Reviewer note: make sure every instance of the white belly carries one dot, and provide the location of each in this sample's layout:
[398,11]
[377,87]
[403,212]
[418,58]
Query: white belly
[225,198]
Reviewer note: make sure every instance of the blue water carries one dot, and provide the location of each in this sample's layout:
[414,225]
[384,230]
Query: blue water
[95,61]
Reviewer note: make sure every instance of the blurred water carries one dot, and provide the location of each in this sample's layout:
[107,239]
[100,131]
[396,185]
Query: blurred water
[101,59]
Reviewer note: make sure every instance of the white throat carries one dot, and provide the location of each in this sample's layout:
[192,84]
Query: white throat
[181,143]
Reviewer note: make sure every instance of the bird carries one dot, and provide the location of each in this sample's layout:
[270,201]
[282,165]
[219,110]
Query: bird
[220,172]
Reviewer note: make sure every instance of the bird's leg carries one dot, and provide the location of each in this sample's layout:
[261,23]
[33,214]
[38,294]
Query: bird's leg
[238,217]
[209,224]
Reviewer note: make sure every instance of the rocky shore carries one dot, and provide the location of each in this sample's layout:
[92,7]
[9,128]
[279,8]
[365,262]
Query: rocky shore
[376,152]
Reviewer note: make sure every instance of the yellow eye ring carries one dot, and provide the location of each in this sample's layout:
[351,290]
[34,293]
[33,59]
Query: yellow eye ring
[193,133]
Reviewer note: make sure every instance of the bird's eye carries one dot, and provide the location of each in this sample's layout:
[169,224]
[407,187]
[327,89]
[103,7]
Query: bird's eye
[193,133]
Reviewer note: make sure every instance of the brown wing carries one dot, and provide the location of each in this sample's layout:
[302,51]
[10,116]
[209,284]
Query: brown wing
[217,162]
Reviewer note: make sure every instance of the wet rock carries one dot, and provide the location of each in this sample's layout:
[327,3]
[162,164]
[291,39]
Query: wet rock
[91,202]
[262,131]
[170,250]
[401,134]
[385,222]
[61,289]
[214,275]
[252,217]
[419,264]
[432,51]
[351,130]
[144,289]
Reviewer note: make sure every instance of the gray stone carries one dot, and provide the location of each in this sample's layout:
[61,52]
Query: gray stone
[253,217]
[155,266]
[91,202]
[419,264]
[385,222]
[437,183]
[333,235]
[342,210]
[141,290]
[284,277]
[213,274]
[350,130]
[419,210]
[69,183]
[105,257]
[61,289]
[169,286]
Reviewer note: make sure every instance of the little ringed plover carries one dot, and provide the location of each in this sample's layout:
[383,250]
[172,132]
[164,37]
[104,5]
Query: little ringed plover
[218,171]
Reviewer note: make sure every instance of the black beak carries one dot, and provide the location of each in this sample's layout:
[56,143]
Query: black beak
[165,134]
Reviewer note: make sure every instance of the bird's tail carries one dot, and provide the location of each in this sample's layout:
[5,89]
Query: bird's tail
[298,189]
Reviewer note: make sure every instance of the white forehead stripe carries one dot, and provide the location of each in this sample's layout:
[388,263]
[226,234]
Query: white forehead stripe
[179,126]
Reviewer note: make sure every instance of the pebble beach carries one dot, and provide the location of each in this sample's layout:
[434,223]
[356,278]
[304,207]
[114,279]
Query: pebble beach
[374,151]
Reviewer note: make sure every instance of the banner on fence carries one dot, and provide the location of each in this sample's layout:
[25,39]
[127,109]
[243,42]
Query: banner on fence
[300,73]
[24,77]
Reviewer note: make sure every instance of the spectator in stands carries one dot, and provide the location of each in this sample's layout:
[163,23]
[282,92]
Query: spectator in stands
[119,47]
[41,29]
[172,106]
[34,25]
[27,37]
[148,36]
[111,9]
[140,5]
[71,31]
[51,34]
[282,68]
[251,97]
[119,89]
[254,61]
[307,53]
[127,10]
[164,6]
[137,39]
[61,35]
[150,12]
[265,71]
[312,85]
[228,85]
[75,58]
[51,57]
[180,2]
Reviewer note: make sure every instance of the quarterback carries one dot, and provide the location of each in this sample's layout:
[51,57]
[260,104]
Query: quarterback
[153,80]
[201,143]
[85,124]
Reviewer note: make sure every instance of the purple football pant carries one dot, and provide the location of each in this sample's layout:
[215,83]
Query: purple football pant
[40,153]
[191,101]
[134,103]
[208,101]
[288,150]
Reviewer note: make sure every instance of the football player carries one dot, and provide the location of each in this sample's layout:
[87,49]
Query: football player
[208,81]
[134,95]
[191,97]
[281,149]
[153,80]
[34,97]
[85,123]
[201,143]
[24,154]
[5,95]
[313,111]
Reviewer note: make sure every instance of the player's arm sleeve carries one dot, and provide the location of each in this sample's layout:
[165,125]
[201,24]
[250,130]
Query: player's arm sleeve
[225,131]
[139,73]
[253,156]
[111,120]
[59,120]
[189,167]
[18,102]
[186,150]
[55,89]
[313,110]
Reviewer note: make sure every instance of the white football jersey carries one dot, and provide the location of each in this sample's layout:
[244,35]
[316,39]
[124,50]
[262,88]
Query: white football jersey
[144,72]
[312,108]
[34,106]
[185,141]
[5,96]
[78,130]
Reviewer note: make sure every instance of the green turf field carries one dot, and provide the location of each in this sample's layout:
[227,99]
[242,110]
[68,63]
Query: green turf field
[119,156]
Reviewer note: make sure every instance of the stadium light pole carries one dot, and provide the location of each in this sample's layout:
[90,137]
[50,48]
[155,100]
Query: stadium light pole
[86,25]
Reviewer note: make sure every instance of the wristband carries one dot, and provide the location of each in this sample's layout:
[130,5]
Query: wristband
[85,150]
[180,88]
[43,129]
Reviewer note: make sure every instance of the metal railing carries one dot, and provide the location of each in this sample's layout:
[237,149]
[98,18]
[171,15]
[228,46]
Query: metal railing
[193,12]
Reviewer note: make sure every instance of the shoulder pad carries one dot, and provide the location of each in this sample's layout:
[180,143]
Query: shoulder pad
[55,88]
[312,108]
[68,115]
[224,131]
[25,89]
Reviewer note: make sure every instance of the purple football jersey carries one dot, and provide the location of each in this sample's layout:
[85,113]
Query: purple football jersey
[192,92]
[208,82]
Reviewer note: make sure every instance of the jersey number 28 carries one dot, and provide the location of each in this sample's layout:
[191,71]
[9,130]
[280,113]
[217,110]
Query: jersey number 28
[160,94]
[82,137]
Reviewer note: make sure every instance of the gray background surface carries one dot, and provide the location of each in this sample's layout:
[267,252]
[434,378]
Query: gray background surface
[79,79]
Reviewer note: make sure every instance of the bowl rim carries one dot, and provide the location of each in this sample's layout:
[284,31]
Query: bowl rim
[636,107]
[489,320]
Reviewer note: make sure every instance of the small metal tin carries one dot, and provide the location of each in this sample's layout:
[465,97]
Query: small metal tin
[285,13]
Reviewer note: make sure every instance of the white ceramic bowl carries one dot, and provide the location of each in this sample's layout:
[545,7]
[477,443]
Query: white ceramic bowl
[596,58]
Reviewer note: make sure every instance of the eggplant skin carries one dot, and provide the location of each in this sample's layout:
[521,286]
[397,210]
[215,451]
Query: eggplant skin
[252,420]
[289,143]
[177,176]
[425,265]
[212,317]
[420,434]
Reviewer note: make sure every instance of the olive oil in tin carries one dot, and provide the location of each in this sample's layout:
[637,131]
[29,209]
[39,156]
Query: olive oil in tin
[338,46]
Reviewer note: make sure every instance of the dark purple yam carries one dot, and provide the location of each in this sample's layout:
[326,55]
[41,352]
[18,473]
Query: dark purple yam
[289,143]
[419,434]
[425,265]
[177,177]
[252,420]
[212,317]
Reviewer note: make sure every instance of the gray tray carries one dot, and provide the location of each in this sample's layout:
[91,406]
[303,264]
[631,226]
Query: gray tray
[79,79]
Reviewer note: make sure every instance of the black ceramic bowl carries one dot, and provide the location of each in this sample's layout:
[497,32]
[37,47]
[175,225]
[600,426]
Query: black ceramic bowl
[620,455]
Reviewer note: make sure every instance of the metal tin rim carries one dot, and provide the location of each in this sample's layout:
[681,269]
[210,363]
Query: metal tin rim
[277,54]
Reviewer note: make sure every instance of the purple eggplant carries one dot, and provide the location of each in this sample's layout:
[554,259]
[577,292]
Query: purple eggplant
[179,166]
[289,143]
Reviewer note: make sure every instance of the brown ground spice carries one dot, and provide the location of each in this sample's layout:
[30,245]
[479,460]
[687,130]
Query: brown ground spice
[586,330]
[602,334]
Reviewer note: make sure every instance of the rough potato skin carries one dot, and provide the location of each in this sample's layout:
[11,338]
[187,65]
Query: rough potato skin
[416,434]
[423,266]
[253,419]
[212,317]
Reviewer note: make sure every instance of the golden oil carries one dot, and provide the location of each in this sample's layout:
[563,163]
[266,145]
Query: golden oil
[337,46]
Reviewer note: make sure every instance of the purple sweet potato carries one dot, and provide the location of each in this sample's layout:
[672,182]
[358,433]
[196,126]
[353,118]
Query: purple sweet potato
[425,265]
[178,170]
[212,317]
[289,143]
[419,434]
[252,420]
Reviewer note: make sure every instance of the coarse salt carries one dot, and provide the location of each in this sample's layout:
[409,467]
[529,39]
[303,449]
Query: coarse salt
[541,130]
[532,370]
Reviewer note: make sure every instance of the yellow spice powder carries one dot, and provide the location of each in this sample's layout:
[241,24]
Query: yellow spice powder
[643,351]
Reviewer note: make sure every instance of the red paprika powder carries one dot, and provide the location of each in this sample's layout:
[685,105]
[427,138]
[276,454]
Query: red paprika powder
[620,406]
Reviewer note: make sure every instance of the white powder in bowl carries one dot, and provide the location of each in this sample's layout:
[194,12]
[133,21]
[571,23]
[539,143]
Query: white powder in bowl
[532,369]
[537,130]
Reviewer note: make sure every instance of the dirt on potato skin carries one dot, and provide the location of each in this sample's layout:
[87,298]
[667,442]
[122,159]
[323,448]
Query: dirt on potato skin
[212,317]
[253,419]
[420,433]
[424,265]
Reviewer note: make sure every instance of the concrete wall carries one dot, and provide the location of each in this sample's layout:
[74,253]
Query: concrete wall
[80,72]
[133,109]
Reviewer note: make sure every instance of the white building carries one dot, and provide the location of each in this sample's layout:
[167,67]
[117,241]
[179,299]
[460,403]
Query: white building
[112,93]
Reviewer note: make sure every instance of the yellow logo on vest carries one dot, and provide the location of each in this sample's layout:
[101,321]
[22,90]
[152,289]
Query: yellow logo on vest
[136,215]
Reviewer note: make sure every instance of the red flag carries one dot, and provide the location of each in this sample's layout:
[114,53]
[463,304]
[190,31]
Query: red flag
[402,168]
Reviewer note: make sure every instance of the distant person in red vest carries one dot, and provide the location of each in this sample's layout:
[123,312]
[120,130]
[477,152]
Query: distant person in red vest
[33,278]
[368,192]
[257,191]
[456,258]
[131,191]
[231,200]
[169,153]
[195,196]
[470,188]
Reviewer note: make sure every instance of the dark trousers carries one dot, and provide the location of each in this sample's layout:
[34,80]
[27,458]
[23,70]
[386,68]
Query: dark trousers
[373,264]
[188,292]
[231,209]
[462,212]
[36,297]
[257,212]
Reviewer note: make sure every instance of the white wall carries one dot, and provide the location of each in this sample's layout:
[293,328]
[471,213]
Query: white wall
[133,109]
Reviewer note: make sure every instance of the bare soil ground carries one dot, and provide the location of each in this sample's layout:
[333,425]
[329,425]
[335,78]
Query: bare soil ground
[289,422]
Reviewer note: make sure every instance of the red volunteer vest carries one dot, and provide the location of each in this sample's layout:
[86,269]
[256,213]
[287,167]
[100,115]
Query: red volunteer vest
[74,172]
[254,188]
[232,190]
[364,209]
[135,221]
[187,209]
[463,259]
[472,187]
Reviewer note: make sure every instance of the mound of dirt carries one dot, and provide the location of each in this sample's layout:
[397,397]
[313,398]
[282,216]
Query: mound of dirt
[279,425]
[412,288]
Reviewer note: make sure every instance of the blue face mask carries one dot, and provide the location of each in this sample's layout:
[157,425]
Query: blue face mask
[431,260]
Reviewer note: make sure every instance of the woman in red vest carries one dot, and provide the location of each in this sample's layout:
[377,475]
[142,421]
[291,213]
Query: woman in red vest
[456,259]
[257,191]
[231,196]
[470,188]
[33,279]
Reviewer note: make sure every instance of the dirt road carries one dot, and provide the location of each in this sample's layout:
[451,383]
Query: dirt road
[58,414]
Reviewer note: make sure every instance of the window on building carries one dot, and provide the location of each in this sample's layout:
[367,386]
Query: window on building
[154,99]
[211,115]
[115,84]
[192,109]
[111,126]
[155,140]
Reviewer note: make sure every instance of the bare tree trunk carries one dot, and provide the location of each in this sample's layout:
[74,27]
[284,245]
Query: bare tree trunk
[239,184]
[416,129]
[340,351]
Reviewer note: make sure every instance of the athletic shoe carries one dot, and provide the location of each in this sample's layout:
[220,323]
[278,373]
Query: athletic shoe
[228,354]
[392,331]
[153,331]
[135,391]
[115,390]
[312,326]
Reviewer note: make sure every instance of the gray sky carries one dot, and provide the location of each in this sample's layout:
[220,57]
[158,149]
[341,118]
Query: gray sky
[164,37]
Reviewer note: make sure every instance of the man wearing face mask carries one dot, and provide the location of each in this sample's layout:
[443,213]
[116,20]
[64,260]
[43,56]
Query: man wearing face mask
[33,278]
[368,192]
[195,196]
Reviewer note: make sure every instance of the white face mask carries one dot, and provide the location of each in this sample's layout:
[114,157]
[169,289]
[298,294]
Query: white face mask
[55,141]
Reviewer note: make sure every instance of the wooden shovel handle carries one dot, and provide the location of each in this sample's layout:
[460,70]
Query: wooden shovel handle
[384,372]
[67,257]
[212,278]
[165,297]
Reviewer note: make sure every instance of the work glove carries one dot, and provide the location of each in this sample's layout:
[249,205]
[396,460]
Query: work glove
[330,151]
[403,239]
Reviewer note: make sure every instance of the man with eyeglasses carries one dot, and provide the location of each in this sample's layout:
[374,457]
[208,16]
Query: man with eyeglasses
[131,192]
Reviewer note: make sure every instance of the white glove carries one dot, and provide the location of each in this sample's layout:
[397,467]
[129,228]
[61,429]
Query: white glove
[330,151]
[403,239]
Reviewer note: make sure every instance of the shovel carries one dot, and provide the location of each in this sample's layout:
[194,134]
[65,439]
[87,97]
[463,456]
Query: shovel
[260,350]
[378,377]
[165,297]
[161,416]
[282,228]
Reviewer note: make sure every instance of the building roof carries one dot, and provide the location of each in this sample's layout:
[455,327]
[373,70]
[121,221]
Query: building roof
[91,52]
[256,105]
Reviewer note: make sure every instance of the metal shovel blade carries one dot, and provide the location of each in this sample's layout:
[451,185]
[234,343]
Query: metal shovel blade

***

* [WHAT YOU WILL DO]: Write the lines out exactly, from the one with "Reviewer note: make sure every instance of the wooden" down to the last line of the listing, and leave out all others.

* [OUTPUT BELOW]:
Reviewer note: make sure every instance of the wooden shovel handle carries one dot, and provide the location of each in this sample's layout:
[460,70]
Query: wooden shovel handle
[384,372]
[67,257]
[212,278]
[165,297]
Reviewer note: make sure every instance of the work glove carries one dot, and provide the location of each in this sample's layout:
[249,205]
[396,460]
Query: work glove
[330,151]
[403,239]
Reviewer note: make sure every instance of the man with eyeglasses carries one dot, and provide the location of each in this sample's layout:
[374,457]
[208,16]
Query: man with eyeglasses
[131,192]
Reviewer note: make sure every instance of the white glove carries one dot, and provide the location of each in this sample's layout:
[397,467]
[129,228]
[61,429]
Query: white glove
[330,151]
[403,239]
Reviewer note: make sure every instance of the shovel carries one dot, and provide the location of each in this sample's layout:
[194,134]
[65,439]
[87,97]
[463,456]
Query: shovel
[260,350]
[378,377]
[165,297]
[161,416]
[282,228]
Reviewer note: make sure every instance of the building roof carries one dot, and provide the location of each in this sample's layout:
[455,327]
[373,70]
[121,221]
Query: building roof
[91,52]
[256,105]
Reviewer note: make sure every instance of the metal shovel blade carries one dot, and provide the location of each in this sample's layout:
[451,185]
[234,343]
Query: metal shovel blade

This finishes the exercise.